Selected extract:
-------------------------

While Australian wool prices have declined in 2020, there is some faint glimmers of positive news. This includes a lift in the premiums paid for superfine wool over medium Merino wool. The premium for 16.5 micron has risen particularly sharply. After the large declines in the premiums for superfine wool seen from the start of 2018, this rebound has pushed the current price premium for 16.5 micron wool to 49%, well above the long-term average and a major recovery from the low of 7% hit a year ago. The premium for 18 micron wool over 21 micron wool has risen at a slower pace and is now at 22%, a little above the long-term average. As with 16.5 micron wool, this an impressive recovery from the low of a premium of just 4% in June 2019.

One thing that may assist a recovery in raw wool demand is that wool’s price ratio against cotton and synthetics has fallen back sharply in the past 6 months. The drop is particularly marked compared with cotton prices. The current ratio for Australian wool price (using the EMI) against the cotton price is 4.03:1, down from 6.51 in August 2019 and the lowest since March 2014. The decline in wool’s price ratio compared with the major synthetic fibres used in apparel (acrylic and polyester staple fibre) is not as large. The current ratio of Australian wool price to the synthetic fibre price is 4.55:1, compared with 5.41 in August 2019. The current level is the lowest ratio since May 2011. The decline in the price ratio means that wool’s competitiveness has improved, which may help support wool prices through increased demand from mills.

Another challenge for the industry is the low level of wool production, notably from Australia. The total wool production for the world will decline by 1.7% in 2020 to the lowest level seen in more than 90 years. This will be driven by lower production in Australia and in China, the world’s two largest wool producing countries. Shorn wool production in Australia in the 2020/21 season is predicted to be at 280 mkg greasy, down by 1.1%. This decline is despite much better rainfall and seasonal conditions in most of Australia after the prolonged drought and is caused by a decline in sheep numbers. This is the smallest wool production for Australia since 1923/24.

An uncomfortable outlook for remainder of 2020

If anybody tells you that they know what will happen for the rest of 2020, they are fooling themselves. The huge uncertainty about the renewed spread of COVID-19 in major wool consuming markets makes it very hard to know what will happen to clothing retail sales, retailers orders and orders through the wool textile industry.

Even so, the challenges facing the Chinese and Australian wool industries over the next six months will be intense. It will be uncomfortable as mills and wool growers respond grapple with the lower demand, the lower wool prices, a lower US$ and the uncertainties surrounding the COVID-19 pandemic.

But it is important that we do not despair. The collapse in Australian wool prices over the past six months is a massive change in sentiment and conditions after the long supercycle price rise from mid-2016, with the peak at all-time highs in August 2018. Even then, prices fell from the peak only slowly and remained at historically high levels for another 12 months. With all the negative news from around the world about the impact of COVID-19, particularly on economic growth and consumer sentiment, it is easy to think that the decline and low wool prices will be here forever. This is the exact opposite of the sentiment when prices were rising and then at the peaks for such a prolonged period. At the time, it felt like the high prices were here to stay.

Both impressions are misplaced. The decline will come to an end and prices will rise again, as the few glimmers of positive news being seen now grow stronger and more sustained.

It is vital that all the industry understand the current situation in the global industry and the challenges this presents, then work together to meet the challenges and grasp the bright opportunities for wool as they unfold.

-------------------------

Work required: In one to three sentences, explain why the wool market commentary expects Australia's shorn wool production to fall in the 2020/21 season despite much better rainfall and seasonal conditions.

Stored data entries:

-------------------------

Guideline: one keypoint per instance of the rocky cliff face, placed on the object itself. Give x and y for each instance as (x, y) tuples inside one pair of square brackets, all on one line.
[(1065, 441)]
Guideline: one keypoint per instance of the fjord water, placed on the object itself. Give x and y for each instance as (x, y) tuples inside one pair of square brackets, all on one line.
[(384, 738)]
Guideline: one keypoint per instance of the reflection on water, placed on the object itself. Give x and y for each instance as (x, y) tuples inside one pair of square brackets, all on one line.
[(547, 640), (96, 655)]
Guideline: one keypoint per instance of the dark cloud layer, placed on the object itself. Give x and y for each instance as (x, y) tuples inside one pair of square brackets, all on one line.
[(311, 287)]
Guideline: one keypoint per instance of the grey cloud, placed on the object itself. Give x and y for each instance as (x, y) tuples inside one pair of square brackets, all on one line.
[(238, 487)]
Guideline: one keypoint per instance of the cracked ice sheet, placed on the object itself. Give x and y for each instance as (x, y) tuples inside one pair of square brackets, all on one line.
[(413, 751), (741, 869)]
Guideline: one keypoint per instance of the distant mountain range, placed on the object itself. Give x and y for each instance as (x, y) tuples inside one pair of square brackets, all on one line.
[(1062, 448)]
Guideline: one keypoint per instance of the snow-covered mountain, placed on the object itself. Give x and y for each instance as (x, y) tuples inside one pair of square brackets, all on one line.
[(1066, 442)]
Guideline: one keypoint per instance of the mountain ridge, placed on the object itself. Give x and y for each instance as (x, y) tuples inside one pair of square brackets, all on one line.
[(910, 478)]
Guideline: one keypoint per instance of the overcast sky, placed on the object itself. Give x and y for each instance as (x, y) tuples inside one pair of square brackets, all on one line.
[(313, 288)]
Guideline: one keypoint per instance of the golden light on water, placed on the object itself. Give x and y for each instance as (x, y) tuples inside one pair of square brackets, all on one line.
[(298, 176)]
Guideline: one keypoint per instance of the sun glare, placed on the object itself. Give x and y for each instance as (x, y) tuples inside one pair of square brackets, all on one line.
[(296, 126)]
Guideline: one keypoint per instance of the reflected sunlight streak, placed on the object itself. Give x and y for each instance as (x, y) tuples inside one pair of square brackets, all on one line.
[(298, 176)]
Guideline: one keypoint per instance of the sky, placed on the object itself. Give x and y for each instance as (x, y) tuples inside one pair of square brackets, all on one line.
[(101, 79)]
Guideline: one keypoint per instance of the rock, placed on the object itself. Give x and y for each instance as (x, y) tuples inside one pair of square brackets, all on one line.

-------------------------

Result of the exercise: The fall comes from a decline in sheep numbers. Production is predicted at 280 mkg greasy, down 1.1% and the smallest for Australia since 1923/24.